Hi @robscott, if you have updated the alpha criteria then you do need this enhancement tracked for 1.29. If you intend to just address bug fixes in this release, this does not need to be tracked by the enhancements team for 1.29.

For the enhancement team to track this KEP we need a couple minor updates:

Let me know if you have any further questions. Thanks!

robscott commented 1 year ago

Thanks for catching that @npolshakova! I've filed https://github.com/kubernetes/enhancements/pull/4284 to update the KEP metadata here. I don't think I can remove the stable milestone from this issue, but we did not intend to target stable in this release, sorry for the confusion.

robscott commented 1 year ago

@npolshakova are you able to update the labels on this issue now that #4284 has merged? Anything else I'm missing?

salehsedghpour commented 10 months ago

/remove-label lead-opted-in

jonathon2nd commented 7 months ago

Checked in to see if there has been any update to allow for previous behavior.

Based of what I see here and the various other PR's and issues, it looks like a no?

Adding image as https://kubernetes.io/docs/concepts/services-networking/service-topology/ has been deleted. image

aojea commented 7 months ago

Checked in to see if there has been any update to allow for previous behavior.

see https://github.com/kubernetes/enhancements/tree/master/keps/sig-network/4444-service-routing-preference

thockin commented 6 months ago

@robscott what's the GA pln for this?

★ ★ ★ ★ ★

#### COMPLETE THE FOLLOWING:
a - Write out the part of the Kubernetes enhancement thread starting at "salehsedghpour commented 10" and ending at "looks like a no?".
b - Continue the Kubernetes enhancement thread from the point where it stops.

★ ★ ★ ★ ★

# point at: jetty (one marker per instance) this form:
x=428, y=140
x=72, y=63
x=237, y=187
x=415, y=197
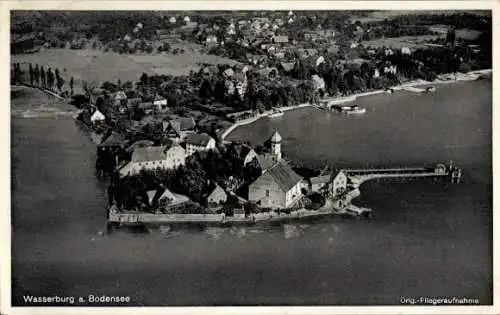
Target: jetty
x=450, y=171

★ ★ ★ ★ ★

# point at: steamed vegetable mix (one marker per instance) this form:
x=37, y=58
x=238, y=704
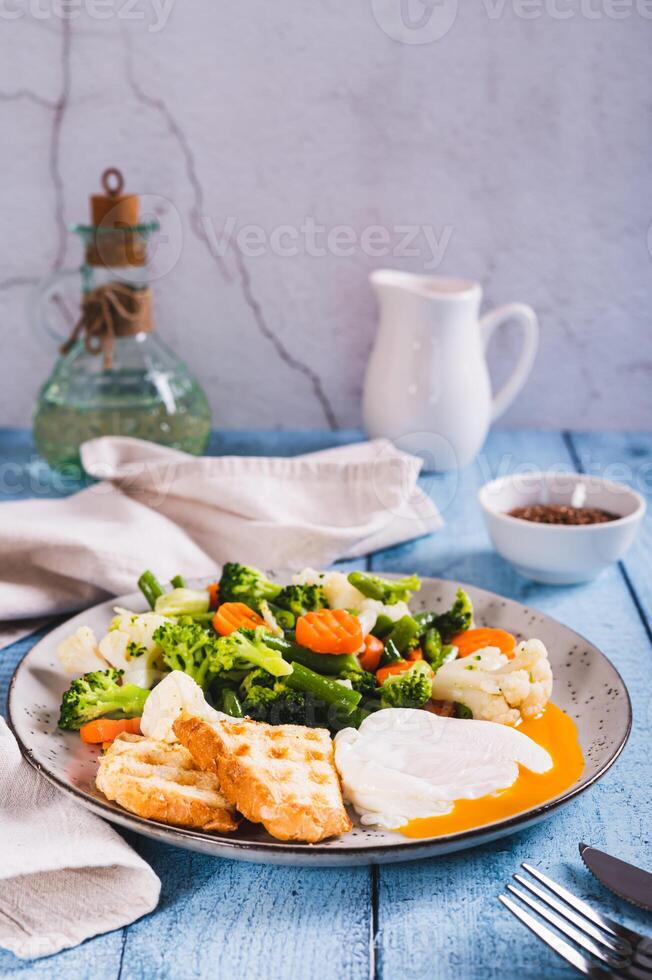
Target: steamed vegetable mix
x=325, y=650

★ ★ ★ ★ ★

#### FINAL ANSWERS:
a -
salehsedghpour commented 10 months ago

/remove-label lead-opted-in

jonathon2nd commented 7 months ago

Checked in to see if there has been any update to allow for previous behavior.

Based of what I see here and the various other PR's and issues, it looks like a no?

b -
robscott commented 6 months ago

@robscott what's the GA pln for this?

The outcome here is closely tied to #4444, as it's a natural evolution of part of this KEP.

This KEP (#2433) essentially bundled two things together - the EndpointSlice hints field and a Service-level annotation that could be used to automatically populate hints with a rather confusing heuristic.

4444 continues to use the hints field, but adds a new trafficDistribution field and a simpler heuristic instead of the annotation and confusing heuristic. Maybe this table is a better summary:

#2433 #4444
Hints Defined in this KEP Relied on by this KEP
Opt-In service.kubernetes.io/topology-mode Annotation trafficDistribution Field
Heuristic Complicated Simple

My recommendation would be to keep the hints field defined in #2433 and the trafficDistribution field and simpler heuristic from #4444.

If we're good with that plan, I think that when #4444 graduates to beta (likely v1.31) we should formally deprecate the annotation and corresponding heuristic defined by this KEP. Then we can work to graduate #2433 to GA as a hints-only KEP and #4444 to GA as a KEP covering the trafficDistribution field and simple heuristic.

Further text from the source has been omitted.